● Your objective: In the transcript on complementary and integrative medicine, what does Lorenzo Cohen say one of the disciplines on a multidisciplinary care team should be?

● Passage shown:
......

From Alternative to Complementary to Integrative Video Transcript

Important Conversations: Talking with Patients about Complementary Therapies
Part II: From Alternative...To Complementary....To Integrative
Time: 2:36

Narrator:
"Complementary and Alternative Medicine", or CAM, are the terms most used in the literature today... but what exactly are we talking about?

Joan Engebretson, DrPH:
I think that initially everything that was not covered in medical school was pretty much dumped into a category of 'alternative'. And then I think we moved into somehow differentiating between alternative and complementary. Barry Caslo made nice distinction in an article in a book she had written, and she really defined alternatives are more of a biological, intensive kinds of treatments that people get and generally they would get those in place of biomedicine. So they are usually used to treat something, or they're used and are usually biological, have some definite biological things like Botox or some of the treatments people were going to Mexico to get for cancer and so forth.

The things that we are mostly hearing about, and the things that are most commonly used which are the complementary therapies, which are things that people use as adjuncts, and they use those to treat symptoms, to deal with symptoms while they are getting biomedical treatment... they use those to promote their health or to cope with a health problem. The term 'integrative medicine' I think represents what's happening now where our health care institutions are trying to bring some of these complementary treatments in to combine to provide the best treatment for their patients and I think that seems to be the trend in which the whole... many, many health care institutions are going.

Dr. Singletary, MD:
I think physicians realize that complementary medicine is here to stay. Patients are very interested in using this type of treatment and I think the issue is how can we incorporate alternative or complementary medicine into our standard way of treating the patient.

Lorenzo Cohen, PhD:
In the best approach, and a lot of M. D. Anderson clinics are doing this – they have multidisciplinary care teams – where the patient comes in and they meet with all the different disciplines... one of the disciplines should be complementary medicine... and if it's done that way then we are treating patients using integrative medicine.

......

Free-text descriptions of objects
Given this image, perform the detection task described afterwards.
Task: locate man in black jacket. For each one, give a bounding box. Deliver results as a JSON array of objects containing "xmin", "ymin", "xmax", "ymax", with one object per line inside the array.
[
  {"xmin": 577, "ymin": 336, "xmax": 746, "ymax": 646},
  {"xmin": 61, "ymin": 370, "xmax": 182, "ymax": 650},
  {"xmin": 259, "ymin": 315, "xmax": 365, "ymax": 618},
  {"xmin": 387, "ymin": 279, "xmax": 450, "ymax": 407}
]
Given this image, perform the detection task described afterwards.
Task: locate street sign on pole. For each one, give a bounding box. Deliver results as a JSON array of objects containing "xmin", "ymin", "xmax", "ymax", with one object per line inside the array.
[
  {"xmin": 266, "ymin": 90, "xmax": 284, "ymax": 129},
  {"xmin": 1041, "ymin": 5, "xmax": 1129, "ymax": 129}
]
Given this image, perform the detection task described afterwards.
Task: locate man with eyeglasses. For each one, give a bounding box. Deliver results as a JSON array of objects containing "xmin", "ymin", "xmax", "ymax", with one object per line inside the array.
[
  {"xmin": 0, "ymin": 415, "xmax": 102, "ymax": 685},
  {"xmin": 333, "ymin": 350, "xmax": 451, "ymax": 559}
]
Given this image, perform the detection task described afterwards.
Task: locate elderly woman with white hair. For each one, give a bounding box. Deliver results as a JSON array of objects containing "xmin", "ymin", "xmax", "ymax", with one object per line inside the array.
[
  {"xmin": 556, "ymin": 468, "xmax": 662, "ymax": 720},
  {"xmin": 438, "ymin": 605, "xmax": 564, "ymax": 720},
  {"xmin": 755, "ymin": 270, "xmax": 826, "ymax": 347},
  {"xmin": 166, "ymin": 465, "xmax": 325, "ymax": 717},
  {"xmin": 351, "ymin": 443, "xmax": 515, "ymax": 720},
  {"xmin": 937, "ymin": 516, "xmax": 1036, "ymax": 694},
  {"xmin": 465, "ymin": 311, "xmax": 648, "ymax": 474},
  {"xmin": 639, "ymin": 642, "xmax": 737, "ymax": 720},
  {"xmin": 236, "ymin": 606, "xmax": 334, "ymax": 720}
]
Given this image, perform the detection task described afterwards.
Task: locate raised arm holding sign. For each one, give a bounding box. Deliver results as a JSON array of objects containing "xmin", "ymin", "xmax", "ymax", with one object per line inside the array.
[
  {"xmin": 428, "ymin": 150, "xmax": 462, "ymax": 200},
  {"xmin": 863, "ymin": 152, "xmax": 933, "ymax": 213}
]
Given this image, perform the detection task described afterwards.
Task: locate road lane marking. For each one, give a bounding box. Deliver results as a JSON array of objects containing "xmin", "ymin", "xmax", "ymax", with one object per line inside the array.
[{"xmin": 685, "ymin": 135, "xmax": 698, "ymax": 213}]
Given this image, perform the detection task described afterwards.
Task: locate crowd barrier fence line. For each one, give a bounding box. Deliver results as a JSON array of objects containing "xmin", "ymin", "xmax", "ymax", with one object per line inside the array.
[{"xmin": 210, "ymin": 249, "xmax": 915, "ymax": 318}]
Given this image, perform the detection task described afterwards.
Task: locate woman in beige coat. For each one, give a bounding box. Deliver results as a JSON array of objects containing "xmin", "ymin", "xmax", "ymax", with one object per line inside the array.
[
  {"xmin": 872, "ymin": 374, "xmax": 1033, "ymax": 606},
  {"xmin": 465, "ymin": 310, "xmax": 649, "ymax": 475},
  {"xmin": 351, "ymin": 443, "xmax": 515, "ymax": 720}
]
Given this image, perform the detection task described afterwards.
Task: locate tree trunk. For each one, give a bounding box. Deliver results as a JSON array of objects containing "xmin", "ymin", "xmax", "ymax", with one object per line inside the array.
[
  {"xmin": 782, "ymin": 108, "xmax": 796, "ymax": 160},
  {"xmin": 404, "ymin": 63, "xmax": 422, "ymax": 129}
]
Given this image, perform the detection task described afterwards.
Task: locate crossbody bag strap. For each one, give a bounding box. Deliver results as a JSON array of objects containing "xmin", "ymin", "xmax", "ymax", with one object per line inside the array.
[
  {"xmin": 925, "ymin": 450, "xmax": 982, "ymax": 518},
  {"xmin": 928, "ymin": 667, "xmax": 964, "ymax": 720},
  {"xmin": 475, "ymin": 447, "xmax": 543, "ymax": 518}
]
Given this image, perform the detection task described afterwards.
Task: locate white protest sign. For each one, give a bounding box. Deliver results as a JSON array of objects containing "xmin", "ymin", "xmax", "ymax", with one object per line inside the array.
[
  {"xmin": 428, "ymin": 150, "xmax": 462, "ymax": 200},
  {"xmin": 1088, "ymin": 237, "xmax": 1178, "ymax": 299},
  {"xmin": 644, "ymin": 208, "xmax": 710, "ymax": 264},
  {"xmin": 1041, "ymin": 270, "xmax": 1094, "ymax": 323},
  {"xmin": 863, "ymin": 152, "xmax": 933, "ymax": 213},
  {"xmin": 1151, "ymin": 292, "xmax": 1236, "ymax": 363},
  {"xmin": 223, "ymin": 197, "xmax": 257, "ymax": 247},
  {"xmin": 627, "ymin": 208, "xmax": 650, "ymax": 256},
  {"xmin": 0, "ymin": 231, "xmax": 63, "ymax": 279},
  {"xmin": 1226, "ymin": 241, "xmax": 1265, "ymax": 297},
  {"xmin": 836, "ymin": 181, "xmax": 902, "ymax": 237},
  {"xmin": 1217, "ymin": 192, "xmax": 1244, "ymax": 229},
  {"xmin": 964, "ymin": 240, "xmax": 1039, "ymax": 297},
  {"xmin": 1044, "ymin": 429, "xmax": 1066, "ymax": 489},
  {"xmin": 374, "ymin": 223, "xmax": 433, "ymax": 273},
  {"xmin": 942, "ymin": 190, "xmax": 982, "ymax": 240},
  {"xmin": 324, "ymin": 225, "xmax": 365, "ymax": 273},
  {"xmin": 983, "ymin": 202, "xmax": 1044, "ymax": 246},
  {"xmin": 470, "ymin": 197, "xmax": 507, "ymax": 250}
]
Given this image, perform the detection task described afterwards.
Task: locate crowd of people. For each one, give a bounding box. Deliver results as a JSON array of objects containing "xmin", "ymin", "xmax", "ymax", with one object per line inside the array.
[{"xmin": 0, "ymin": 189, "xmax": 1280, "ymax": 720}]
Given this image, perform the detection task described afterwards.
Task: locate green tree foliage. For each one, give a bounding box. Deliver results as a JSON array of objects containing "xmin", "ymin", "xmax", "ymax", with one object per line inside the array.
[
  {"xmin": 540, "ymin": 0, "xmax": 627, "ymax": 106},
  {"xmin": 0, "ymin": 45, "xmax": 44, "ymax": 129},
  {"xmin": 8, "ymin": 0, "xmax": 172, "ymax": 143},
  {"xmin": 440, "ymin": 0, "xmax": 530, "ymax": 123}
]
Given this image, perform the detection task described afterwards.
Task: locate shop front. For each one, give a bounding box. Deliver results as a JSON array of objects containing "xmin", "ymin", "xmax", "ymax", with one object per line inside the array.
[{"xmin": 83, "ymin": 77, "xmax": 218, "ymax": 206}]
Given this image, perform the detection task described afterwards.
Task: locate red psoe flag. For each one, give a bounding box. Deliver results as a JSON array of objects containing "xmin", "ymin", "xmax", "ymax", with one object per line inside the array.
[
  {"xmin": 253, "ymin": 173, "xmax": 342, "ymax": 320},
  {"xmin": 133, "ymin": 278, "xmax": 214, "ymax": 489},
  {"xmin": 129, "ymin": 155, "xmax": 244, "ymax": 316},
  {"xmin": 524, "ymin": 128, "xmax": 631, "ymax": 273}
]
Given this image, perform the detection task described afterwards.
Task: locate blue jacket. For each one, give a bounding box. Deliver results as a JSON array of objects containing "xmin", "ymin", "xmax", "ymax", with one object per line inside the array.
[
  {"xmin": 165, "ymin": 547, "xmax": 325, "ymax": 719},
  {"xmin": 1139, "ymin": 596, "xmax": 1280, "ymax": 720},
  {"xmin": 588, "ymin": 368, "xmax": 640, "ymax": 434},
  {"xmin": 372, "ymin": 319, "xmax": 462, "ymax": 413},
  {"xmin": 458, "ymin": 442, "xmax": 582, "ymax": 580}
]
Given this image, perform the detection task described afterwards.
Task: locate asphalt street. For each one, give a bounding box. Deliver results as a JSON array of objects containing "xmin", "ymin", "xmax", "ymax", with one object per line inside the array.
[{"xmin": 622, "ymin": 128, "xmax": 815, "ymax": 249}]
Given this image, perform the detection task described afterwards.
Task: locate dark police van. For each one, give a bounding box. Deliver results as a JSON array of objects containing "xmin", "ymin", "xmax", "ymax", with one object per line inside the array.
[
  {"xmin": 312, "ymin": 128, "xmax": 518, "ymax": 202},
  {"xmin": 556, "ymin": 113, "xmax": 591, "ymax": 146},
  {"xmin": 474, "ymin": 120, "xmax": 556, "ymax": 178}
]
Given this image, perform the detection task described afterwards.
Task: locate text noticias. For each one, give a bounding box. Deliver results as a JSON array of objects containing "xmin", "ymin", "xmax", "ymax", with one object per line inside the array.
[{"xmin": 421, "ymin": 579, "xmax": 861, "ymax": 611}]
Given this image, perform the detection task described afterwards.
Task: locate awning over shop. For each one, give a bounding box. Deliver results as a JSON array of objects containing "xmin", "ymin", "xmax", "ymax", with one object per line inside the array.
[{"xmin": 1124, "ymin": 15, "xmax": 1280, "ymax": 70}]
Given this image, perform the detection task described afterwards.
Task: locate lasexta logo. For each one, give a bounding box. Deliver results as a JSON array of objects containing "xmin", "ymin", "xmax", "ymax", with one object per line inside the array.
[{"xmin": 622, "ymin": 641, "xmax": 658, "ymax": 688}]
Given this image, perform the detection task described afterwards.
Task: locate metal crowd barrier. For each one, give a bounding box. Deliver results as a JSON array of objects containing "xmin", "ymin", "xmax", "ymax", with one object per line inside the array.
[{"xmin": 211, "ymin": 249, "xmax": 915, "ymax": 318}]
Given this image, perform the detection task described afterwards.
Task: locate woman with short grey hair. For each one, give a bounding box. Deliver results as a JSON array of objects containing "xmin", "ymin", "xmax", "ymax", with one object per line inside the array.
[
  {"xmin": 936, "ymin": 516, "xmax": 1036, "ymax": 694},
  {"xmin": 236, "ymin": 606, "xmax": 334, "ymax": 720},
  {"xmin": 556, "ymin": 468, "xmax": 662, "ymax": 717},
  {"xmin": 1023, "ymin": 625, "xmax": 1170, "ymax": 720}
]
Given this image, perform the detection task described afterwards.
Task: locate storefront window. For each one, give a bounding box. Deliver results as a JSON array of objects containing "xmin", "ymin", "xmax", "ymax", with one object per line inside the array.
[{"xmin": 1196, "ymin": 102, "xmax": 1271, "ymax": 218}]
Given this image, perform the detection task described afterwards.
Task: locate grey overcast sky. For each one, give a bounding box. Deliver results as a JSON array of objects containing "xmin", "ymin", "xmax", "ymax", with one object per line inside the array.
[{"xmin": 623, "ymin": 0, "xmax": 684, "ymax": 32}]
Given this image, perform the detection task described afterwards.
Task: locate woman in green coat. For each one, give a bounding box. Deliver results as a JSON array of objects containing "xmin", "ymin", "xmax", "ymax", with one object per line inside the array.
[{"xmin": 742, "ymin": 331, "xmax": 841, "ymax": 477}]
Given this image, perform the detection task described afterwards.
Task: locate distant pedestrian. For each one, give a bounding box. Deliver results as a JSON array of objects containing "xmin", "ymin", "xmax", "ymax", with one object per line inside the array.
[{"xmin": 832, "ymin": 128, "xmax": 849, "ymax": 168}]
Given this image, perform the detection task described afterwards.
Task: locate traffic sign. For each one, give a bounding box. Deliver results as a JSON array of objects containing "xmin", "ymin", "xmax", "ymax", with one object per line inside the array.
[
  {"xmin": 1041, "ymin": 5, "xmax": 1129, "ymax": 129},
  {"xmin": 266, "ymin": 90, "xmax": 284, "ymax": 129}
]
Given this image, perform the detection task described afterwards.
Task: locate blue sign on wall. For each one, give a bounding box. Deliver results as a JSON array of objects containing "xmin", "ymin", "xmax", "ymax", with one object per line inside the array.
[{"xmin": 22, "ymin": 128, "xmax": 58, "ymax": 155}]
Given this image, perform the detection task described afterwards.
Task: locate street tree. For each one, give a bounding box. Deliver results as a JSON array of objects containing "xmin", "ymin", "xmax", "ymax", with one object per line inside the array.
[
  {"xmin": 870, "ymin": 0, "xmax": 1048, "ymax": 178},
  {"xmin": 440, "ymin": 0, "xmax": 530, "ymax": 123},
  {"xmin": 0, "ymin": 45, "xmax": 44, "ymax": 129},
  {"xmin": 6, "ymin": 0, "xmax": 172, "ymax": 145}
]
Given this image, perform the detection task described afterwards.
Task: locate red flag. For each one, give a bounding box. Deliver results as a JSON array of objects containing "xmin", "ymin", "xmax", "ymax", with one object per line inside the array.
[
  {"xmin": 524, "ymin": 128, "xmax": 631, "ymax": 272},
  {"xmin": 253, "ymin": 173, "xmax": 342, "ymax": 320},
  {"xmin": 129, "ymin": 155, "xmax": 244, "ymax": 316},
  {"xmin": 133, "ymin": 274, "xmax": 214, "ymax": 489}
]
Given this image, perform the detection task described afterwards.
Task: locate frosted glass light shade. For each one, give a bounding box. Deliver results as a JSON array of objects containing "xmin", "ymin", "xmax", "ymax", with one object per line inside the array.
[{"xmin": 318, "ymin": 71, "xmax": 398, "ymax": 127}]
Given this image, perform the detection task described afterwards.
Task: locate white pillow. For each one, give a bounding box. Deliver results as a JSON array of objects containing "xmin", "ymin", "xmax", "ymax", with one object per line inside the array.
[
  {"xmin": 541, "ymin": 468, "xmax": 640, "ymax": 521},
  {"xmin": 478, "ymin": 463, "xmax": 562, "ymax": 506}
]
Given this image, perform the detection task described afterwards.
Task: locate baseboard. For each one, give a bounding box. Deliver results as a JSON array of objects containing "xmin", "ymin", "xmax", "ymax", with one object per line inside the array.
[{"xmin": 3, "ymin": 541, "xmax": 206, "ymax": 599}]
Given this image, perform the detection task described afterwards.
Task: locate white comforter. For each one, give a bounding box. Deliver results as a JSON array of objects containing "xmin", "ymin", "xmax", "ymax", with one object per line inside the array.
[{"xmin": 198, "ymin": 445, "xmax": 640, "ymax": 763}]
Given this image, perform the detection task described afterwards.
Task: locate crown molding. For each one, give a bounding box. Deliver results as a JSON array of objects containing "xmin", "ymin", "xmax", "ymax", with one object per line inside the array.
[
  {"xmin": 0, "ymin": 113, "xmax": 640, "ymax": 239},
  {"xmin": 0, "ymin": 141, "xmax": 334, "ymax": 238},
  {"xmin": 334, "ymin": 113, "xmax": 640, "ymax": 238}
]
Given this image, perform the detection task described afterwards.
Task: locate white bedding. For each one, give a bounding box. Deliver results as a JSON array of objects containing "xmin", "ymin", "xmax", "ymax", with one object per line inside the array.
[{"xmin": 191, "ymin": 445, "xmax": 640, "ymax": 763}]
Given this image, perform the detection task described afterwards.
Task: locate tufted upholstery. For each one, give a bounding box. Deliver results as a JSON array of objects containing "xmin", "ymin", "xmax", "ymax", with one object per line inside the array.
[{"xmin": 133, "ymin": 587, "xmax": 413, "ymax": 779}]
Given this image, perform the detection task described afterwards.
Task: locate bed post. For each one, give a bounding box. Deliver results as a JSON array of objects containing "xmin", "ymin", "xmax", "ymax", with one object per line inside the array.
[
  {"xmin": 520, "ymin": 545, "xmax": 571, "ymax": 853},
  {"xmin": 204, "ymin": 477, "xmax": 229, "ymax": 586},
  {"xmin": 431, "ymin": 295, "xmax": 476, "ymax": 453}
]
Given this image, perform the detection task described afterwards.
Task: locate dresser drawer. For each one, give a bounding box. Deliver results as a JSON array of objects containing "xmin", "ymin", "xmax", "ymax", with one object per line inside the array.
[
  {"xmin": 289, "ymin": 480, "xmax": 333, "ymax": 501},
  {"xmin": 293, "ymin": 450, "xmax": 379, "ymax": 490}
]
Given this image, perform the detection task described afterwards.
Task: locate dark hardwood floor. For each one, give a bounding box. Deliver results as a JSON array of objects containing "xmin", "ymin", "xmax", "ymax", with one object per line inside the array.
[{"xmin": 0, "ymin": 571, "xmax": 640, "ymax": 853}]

......

● Your solution: Complementary medicine.